SUPPLIED DATA:
· · · · ·
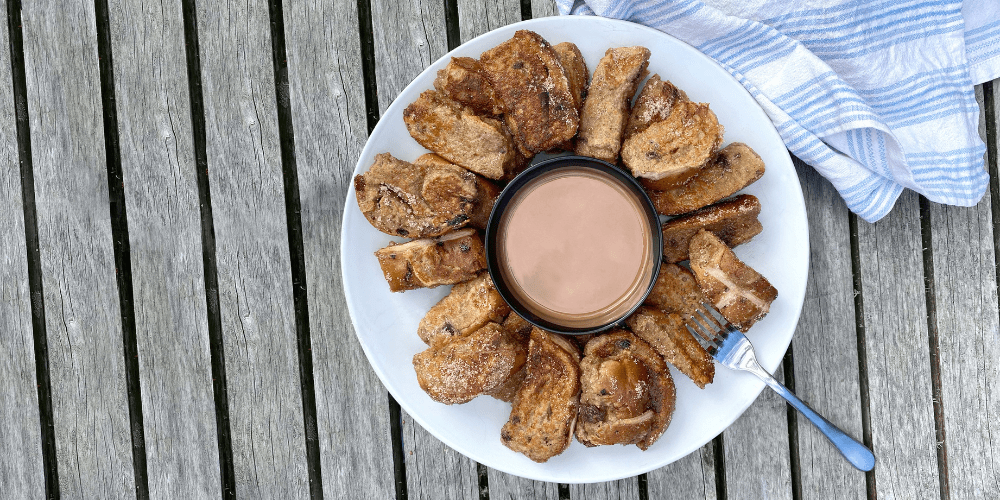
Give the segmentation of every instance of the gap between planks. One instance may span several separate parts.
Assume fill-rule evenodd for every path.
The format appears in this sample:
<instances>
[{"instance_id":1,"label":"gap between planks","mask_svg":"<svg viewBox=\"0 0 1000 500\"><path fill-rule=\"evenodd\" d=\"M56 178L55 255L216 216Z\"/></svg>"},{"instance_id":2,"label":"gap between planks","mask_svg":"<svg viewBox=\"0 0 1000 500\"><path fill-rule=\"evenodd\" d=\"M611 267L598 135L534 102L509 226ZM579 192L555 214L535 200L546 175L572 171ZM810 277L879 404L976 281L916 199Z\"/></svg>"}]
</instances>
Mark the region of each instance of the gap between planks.
<instances>
[{"instance_id":1,"label":"gap between planks","mask_svg":"<svg viewBox=\"0 0 1000 500\"><path fill-rule=\"evenodd\" d=\"M233 459L229 394L226 389L226 356L219 308L219 272L215 253L215 223L208 180L208 150L205 138L205 101L201 84L201 52L195 0L182 0L184 15L185 58L188 71L188 94L191 99L191 131L198 179L198 206L201 216L202 265L205 275L205 306L208 314L209 353L212 364L212 396L215 401L215 425L218 435L219 471L222 498L236 498L236 472Z\"/></svg>"},{"instance_id":2,"label":"gap between planks","mask_svg":"<svg viewBox=\"0 0 1000 500\"><path fill-rule=\"evenodd\" d=\"M20 159L21 202L24 207L24 234L28 264L28 291L31 302L31 330L34 337L35 380L38 385L38 416L42 444L42 467L46 498L59 498L59 467L56 459L55 424L52 414L52 381L49 374L48 332L45 325L45 295L38 242L35 205L35 178L31 159L31 127L28 116L27 83L24 68L24 32L20 0L7 0L7 34L13 77L14 118Z\"/></svg>"},{"instance_id":3,"label":"gap between planks","mask_svg":"<svg viewBox=\"0 0 1000 500\"><path fill-rule=\"evenodd\" d=\"M111 28L108 0L95 0L97 19L98 69L101 77L101 102L104 117L104 151L108 169L111 235L115 254L115 279L118 285L121 313L123 353L125 356L125 389L129 425L132 436L132 468L135 474L135 496L149 498L149 476L146 466L146 439L142 416L142 386L139 382L139 346L135 336L135 299L132 292L132 259L128 236L128 215L125 208L125 186L122 177L121 150L118 143L118 111L115 107L115 72L111 54Z\"/></svg>"},{"instance_id":4,"label":"gap between planks","mask_svg":"<svg viewBox=\"0 0 1000 500\"><path fill-rule=\"evenodd\" d=\"M302 390L309 495L314 500L319 500L323 498L323 474L320 465L319 426L316 421L316 386L313 380L312 338L309 329L306 257L302 244L302 202L299 199L299 174L295 162L295 133L292 128L288 58L285 52L285 21L281 0L268 0L268 13L271 18L274 93L278 109L278 141L285 189L285 220L288 226L288 253L292 273L292 303L295 309L295 338L299 358L299 385Z\"/></svg>"}]
</instances>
· · · · ·
Give back the data exactly, with no images.

SOLUTION FOR THIS TASK:
Give the segmentation of every instance of the gap between planks. One instance may span several separate parts.
Assume fill-rule evenodd for every path.
The format appears in this sample:
<instances>
[{"instance_id":1,"label":"gap between planks","mask_svg":"<svg viewBox=\"0 0 1000 500\"><path fill-rule=\"evenodd\" d=\"M56 178L55 255L216 216Z\"/></svg>"},{"instance_id":2,"label":"gap between planks","mask_svg":"<svg viewBox=\"0 0 1000 500\"><path fill-rule=\"evenodd\" d=\"M611 267L598 135L534 102L509 226ZM579 192L555 214L535 200L546 175L572 171ZM810 277L879 404L976 281L916 199Z\"/></svg>"}]
</instances>
Mark the region of each instance of the gap between planks.
<instances>
[{"instance_id":1,"label":"gap between planks","mask_svg":"<svg viewBox=\"0 0 1000 500\"><path fill-rule=\"evenodd\" d=\"M233 459L229 394L226 389L226 356L219 308L219 272L215 253L215 223L208 180L208 150L205 138L205 101L201 84L201 52L195 0L182 0L184 15L185 58L188 71L188 94L191 99L191 131L198 179L198 206L201 216L202 265L205 275L205 306L208 314L209 353L212 364L212 396L215 401L215 425L218 435L219 471L222 498L236 498L236 472Z\"/></svg>"},{"instance_id":2,"label":"gap between planks","mask_svg":"<svg viewBox=\"0 0 1000 500\"><path fill-rule=\"evenodd\" d=\"M20 159L21 202L24 207L24 234L28 264L28 291L31 302L31 330L34 337L35 380L38 385L38 416L42 444L42 467L46 498L59 498L59 467L56 459L55 424L52 414L52 381L49 374L48 332L45 325L45 295L38 242L35 205L35 178L31 159L31 127L28 116L27 83L24 68L24 32L20 0L7 0L7 34L13 77L14 118Z\"/></svg>"},{"instance_id":3,"label":"gap between planks","mask_svg":"<svg viewBox=\"0 0 1000 500\"><path fill-rule=\"evenodd\" d=\"M111 28L108 0L95 0L97 19L98 69L101 77L101 102L104 117L104 151L108 169L111 235L115 254L115 279L118 285L121 313L123 353L125 356L125 389L129 425L132 436L132 468L135 474L135 496L149 498L149 476L146 466L146 439L142 416L142 386L139 382L139 346L135 336L135 299L132 292L132 259L128 236L128 215L125 208L125 186L122 177L121 150L118 143L118 111L115 107L115 72L111 54Z\"/></svg>"},{"instance_id":4,"label":"gap between planks","mask_svg":"<svg viewBox=\"0 0 1000 500\"><path fill-rule=\"evenodd\" d=\"M302 390L309 495L314 500L319 500L323 498L323 474L320 465L319 426L316 421L316 386L313 380L312 338L309 329L306 257L302 244L302 202L299 199L299 174L295 162L295 133L292 128L288 58L285 52L285 21L281 0L268 0L268 13L271 18L274 93L278 109L278 141L285 189L285 220L288 226L288 253L292 273L292 303L295 309L295 338L299 358L299 385Z\"/></svg>"}]
</instances>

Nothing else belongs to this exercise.